Exercise: Beginning at the line that contains "Exercise. Point out the light" and ending at the last line of the records below, retype each line exactly and add nothing.
Records supplied START
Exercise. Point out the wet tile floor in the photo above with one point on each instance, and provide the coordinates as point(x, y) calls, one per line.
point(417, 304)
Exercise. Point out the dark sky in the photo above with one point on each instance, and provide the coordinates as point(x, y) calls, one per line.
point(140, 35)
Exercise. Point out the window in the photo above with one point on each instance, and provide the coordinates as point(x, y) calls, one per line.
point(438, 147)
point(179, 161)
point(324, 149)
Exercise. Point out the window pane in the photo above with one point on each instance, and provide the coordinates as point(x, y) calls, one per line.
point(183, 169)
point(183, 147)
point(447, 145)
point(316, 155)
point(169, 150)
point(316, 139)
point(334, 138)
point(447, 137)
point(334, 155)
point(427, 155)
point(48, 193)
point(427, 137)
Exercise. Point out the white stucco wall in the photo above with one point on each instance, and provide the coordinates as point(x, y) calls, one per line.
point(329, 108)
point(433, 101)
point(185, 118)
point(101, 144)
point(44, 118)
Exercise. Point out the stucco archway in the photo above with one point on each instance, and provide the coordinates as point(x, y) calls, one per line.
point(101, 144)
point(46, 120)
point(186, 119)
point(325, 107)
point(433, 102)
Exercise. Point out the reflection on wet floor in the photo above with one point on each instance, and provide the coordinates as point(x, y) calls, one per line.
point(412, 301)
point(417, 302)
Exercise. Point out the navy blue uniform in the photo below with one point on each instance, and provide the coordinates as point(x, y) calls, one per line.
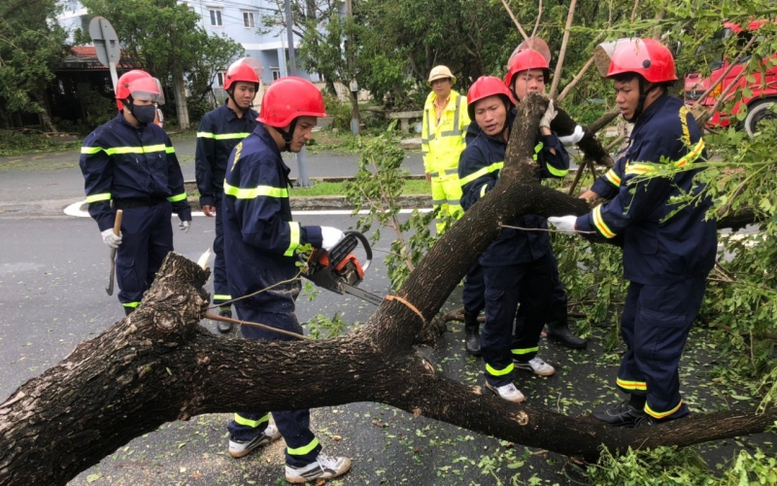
point(667, 251)
point(517, 265)
point(219, 131)
point(136, 170)
point(260, 240)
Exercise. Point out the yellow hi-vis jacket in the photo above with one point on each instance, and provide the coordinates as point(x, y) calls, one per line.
point(442, 143)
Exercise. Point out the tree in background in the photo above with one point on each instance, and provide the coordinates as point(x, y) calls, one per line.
point(31, 43)
point(165, 38)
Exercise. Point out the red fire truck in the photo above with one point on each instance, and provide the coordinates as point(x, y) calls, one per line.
point(759, 93)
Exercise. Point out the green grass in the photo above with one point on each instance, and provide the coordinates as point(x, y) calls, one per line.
point(13, 143)
point(321, 188)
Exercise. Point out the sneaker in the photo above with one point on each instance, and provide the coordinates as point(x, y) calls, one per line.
point(621, 415)
point(536, 366)
point(240, 448)
point(324, 467)
point(508, 392)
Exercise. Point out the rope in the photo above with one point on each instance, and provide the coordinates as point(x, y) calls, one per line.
point(408, 305)
point(545, 230)
point(214, 317)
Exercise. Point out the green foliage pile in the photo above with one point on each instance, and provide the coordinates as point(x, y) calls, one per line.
point(376, 188)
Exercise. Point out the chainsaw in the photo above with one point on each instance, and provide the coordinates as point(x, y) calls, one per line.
point(338, 270)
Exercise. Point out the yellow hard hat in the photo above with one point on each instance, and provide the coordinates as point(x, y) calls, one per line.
point(441, 72)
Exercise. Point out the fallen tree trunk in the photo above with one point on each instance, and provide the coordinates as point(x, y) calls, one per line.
point(159, 365)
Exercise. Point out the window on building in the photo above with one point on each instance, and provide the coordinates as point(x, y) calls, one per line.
point(215, 17)
point(248, 20)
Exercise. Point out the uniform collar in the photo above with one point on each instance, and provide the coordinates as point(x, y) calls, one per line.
point(651, 110)
point(264, 136)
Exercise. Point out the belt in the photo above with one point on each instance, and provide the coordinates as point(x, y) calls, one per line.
point(138, 203)
point(446, 172)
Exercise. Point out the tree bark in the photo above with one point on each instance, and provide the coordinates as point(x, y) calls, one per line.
point(160, 365)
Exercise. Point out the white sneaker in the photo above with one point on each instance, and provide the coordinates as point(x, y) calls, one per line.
point(324, 467)
point(508, 392)
point(536, 366)
point(240, 448)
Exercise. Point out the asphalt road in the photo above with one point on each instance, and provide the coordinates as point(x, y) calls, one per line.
point(53, 271)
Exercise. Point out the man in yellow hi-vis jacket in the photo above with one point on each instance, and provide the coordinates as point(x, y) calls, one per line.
point(442, 141)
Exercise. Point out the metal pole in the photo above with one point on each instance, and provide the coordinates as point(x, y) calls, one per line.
point(302, 172)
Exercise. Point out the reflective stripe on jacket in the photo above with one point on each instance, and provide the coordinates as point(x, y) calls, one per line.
point(660, 241)
point(219, 131)
point(260, 237)
point(479, 169)
point(120, 161)
point(441, 144)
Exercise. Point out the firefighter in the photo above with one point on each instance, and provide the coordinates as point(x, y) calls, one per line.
point(517, 267)
point(260, 240)
point(668, 248)
point(219, 131)
point(443, 130)
point(528, 71)
point(129, 163)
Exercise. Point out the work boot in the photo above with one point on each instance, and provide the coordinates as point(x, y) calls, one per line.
point(472, 334)
point(558, 330)
point(240, 448)
point(324, 467)
point(623, 414)
point(224, 327)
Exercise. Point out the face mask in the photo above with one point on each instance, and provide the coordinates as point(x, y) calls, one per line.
point(145, 114)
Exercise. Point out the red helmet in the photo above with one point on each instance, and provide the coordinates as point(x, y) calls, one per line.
point(484, 87)
point(523, 61)
point(246, 69)
point(646, 57)
point(140, 85)
point(288, 98)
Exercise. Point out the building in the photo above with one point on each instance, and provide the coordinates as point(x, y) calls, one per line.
point(240, 20)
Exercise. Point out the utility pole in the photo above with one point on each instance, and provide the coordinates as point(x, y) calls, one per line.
point(302, 176)
point(352, 83)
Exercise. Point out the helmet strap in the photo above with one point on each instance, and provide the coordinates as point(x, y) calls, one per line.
point(231, 93)
point(288, 136)
point(644, 91)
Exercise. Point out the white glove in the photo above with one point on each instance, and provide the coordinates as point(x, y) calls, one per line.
point(110, 238)
point(549, 115)
point(564, 224)
point(573, 138)
point(330, 237)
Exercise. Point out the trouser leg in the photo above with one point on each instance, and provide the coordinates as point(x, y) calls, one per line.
point(439, 203)
point(302, 447)
point(558, 323)
point(535, 298)
point(474, 302)
point(501, 298)
point(666, 313)
point(220, 285)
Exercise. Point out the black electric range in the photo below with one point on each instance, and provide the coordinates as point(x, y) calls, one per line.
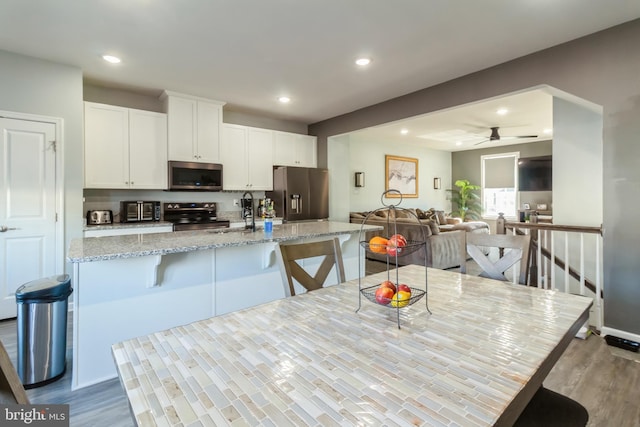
point(193, 216)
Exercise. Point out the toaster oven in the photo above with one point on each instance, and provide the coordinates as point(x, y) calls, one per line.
point(98, 217)
point(139, 211)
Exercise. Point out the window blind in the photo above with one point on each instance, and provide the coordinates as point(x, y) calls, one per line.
point(499, 172)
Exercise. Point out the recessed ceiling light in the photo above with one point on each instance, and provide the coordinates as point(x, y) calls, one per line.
point(111, 59)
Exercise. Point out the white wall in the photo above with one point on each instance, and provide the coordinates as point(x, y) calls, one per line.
point(577, 185)
point(365, 156)
point(34, 86)
point(577, 164)
point(341, 181)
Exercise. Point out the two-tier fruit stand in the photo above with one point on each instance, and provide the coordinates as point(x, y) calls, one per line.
point(394, 247)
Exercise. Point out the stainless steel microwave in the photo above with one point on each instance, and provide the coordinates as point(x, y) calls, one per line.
point(194, 176)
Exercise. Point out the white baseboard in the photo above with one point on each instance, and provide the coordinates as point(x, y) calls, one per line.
point(620, 334)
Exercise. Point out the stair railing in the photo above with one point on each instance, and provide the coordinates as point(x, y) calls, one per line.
point(543, 259)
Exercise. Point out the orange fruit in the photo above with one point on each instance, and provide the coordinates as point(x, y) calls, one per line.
point(378, 244)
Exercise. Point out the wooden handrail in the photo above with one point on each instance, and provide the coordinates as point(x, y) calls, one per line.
point(502, 225)
point(560, 263)
point(554, 227)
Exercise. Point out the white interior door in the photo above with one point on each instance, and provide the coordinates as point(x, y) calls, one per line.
point(27, 206)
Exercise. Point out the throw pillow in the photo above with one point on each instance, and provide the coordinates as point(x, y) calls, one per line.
point(433, 226)
point(431, 214)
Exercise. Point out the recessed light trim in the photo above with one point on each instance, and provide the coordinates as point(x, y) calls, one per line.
point(111, 59)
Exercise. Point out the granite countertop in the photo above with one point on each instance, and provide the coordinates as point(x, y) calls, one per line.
point(104, 248)
point(312, 360)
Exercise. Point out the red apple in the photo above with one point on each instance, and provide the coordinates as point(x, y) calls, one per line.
point(404, 288)
point(389, 284)
point(384, 295)
point(395, 244)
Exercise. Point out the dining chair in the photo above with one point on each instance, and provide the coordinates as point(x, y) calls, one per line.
point(478, 247)
point(292, 253)
point(11, 389)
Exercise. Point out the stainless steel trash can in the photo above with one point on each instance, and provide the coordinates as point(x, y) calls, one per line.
point(42, 329)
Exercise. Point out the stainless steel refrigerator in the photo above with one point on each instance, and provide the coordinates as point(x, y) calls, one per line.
point(300, 194)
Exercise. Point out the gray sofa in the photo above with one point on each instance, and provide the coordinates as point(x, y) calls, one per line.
point(443, 249)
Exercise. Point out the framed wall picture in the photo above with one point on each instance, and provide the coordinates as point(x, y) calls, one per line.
point(401, 174)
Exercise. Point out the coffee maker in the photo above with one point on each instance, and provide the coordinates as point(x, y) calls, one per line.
point(247, 208)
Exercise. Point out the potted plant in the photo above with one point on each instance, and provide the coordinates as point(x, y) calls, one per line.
point(466, 200)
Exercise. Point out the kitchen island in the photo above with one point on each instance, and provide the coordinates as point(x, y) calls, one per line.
point(132, 285)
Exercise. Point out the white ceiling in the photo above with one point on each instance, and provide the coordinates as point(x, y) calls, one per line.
point(248, 52)
point(468, 127)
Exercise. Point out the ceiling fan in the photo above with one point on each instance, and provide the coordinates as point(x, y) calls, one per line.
point(495, 136)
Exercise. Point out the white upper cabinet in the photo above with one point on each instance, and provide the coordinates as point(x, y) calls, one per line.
point(124, 148)
point(194, 128)
point(292, 149)
point(247, 158)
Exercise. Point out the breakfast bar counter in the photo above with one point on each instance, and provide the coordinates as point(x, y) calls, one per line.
point(476, 360)
point(136, 245)
point(131, 285)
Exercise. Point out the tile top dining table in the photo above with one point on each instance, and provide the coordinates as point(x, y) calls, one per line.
point(312, 360)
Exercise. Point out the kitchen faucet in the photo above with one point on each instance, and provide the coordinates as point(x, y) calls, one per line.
point(253, 217)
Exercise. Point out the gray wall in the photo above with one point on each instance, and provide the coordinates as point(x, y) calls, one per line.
point(602, 68)
point(33, 86)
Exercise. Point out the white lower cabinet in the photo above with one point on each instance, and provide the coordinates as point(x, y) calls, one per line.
point(128, 230)
point(247, 158)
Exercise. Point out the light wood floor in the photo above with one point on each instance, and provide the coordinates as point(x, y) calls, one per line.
point(588, 372)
Records supplied END
Output for this task:
Exercise. Point out the light wood floor in the photo above with one point on each instance, and provide the coordinates as point(x, y) calls, one per line.
point(588, 372)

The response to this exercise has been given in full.